Begin Provided material

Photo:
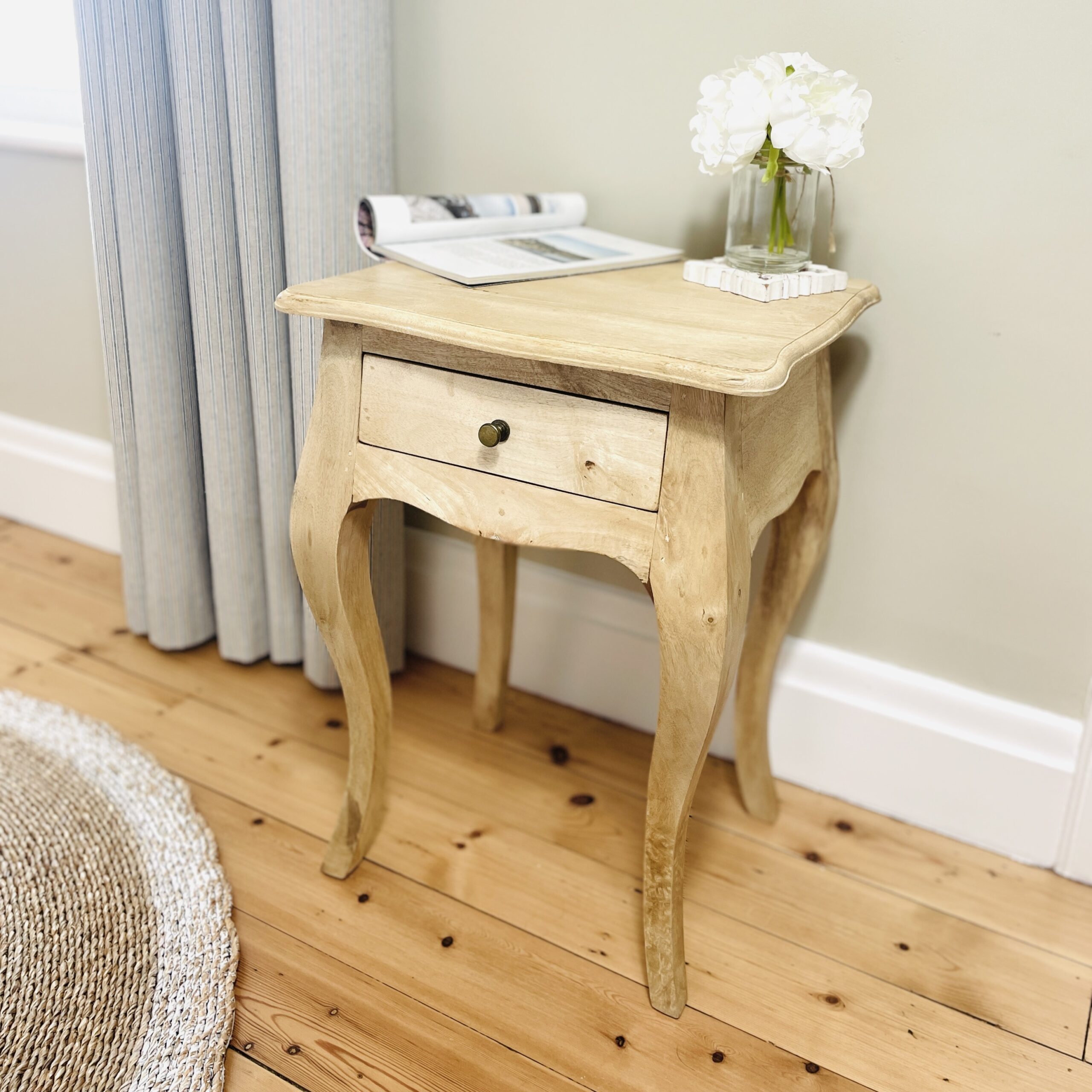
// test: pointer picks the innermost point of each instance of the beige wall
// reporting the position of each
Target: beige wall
(964, 535)
(51, 354)
(964, 545)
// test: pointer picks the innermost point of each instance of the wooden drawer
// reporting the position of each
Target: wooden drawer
(563, 441)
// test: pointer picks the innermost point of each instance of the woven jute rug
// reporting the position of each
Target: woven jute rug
(117, 950)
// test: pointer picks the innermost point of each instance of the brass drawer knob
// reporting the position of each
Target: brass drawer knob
(494, 433)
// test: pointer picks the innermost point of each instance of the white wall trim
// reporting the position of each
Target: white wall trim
(979, 768)
(42, 137)
(1007, 777)
(59, 481)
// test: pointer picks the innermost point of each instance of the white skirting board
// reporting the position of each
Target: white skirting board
(958, 761)
(964, 764)
(58, 481)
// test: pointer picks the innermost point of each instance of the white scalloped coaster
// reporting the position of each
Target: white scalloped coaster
(765, 288)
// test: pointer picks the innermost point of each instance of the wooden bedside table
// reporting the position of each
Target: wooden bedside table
(630, 414)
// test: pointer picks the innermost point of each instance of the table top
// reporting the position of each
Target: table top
(645, 321)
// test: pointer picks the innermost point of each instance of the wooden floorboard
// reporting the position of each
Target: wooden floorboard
(837, 949)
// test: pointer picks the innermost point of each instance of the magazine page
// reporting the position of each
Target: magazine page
(529, 256)
(387, 219)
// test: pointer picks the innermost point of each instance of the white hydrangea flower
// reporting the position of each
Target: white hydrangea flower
(734, 112)
(815, 115)
(818, 116)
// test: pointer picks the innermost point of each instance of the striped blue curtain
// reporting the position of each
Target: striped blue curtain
(227, 143)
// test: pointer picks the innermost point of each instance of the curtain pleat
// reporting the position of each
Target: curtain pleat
(334, 112)
(227, 142)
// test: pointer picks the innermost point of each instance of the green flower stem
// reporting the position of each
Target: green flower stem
(781, 231)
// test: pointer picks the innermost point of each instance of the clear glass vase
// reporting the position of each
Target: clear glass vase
(771, 215)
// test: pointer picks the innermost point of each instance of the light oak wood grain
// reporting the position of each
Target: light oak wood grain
(500, 796)
(805, 467)
(647, 322)
(70, 562)
(330, 546)
(629, 390)
(496, 572)
(937, 964)
(241, 1075)
(515, 512)
(581, 446)
(782, 441)
(351, 1031)
(743, 976)
(699, 580)
(219, 733)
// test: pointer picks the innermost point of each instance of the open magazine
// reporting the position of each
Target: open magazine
(494, 237)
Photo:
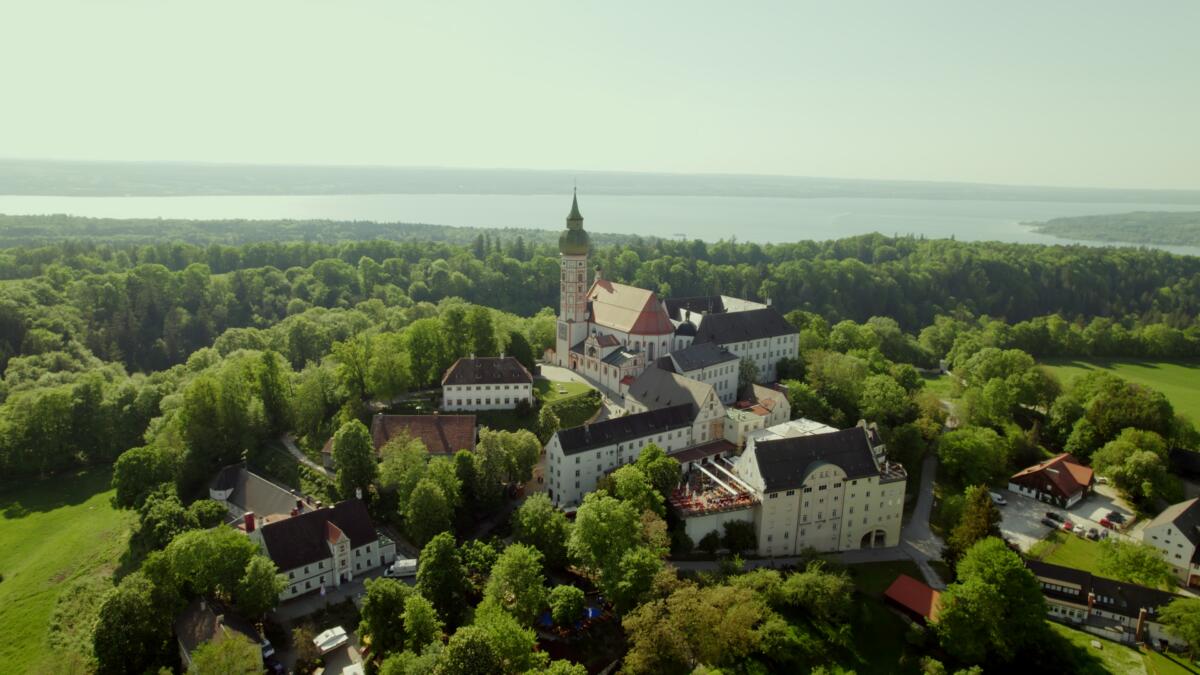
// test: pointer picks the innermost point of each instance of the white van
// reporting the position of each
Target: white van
(406, 567)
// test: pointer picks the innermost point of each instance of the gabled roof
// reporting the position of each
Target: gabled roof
(628, 309)
(657, 388)
(915, 596)
(1109, 595)
(741, 327)
(700, 304)
(1062, 475)
(706, 354)
(442, 434)
(1183, 517)
(628, 428)
(198, 623)
(253, 493)
(785, 463)
(487, 370)
(303, 539)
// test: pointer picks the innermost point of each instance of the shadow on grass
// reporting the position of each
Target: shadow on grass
(21, 499)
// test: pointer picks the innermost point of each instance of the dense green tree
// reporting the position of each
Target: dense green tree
(427, 512)
(567, 604)
(211, 562)
(1181, 617)
(1138, 464)
(517, 583)
(259, 587)
(442, 579)
(995, 609)
(469, 652)
(384, 603)
(354, 458)
(661, 470)
(972, 455)
(538, 524)
(138, 472)
(421, 623)
(633, 487)
(132, 632)
(979, 520)
(1138, 563)
(886, 401)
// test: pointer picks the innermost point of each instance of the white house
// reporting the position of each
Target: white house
(577, 458)
(1176, 533)
(486, 383)
(711, 364)
(1117, 610)
(802, 484)
(657, 388)
(323, 548)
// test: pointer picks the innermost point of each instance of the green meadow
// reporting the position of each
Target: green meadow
(60, 543)
(1180, 381)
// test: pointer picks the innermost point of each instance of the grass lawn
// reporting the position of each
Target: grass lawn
(880, 629)
(1168, 664)
(547, 392)
(1111, 657)
(1068, 550)
(60, 541)
(1176, 380)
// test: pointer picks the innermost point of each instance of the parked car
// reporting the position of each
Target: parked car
(331, 639)
(400, 568)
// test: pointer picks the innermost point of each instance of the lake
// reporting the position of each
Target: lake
(748, 219)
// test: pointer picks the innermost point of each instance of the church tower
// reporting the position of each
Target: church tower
(573, 302)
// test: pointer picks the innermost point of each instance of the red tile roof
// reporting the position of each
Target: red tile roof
(628, 309)
(1062, 475)
(915, 596)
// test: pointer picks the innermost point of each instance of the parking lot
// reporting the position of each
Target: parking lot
(1021, 519)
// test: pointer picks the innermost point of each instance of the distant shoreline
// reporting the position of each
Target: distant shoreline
(195, 179)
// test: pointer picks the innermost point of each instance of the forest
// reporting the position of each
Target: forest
(172, 359)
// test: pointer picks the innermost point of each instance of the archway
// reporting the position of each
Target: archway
(874, 539)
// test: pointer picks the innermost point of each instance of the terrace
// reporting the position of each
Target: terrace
(712, 487)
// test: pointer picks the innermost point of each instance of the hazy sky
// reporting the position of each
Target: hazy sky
(1097, 93)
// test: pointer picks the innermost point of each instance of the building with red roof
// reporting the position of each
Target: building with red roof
(1061, 481)
(916, 598)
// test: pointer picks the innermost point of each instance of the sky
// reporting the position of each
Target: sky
(1073, 93)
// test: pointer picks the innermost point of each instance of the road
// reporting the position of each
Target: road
(917, 539)
(289, 443)
(557, 374)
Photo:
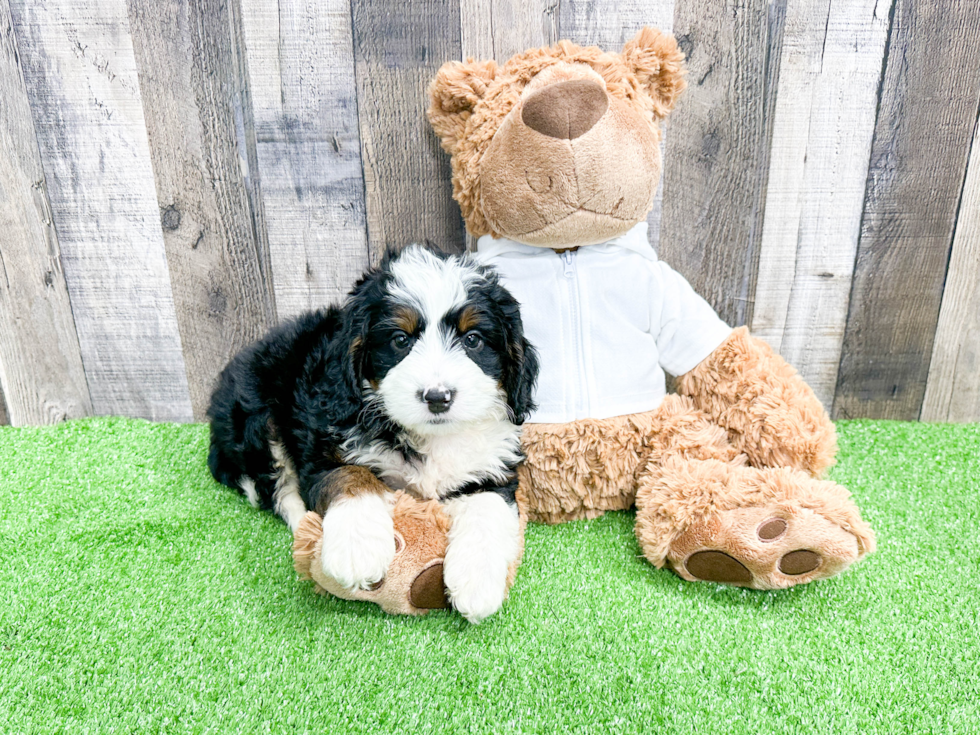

End Provided material

Locate each line in the listing above that contains the string "clear", and copy every such line.

// test: pointer picks the innermost point of each instance of the clear glass vase
Target: clear glass vase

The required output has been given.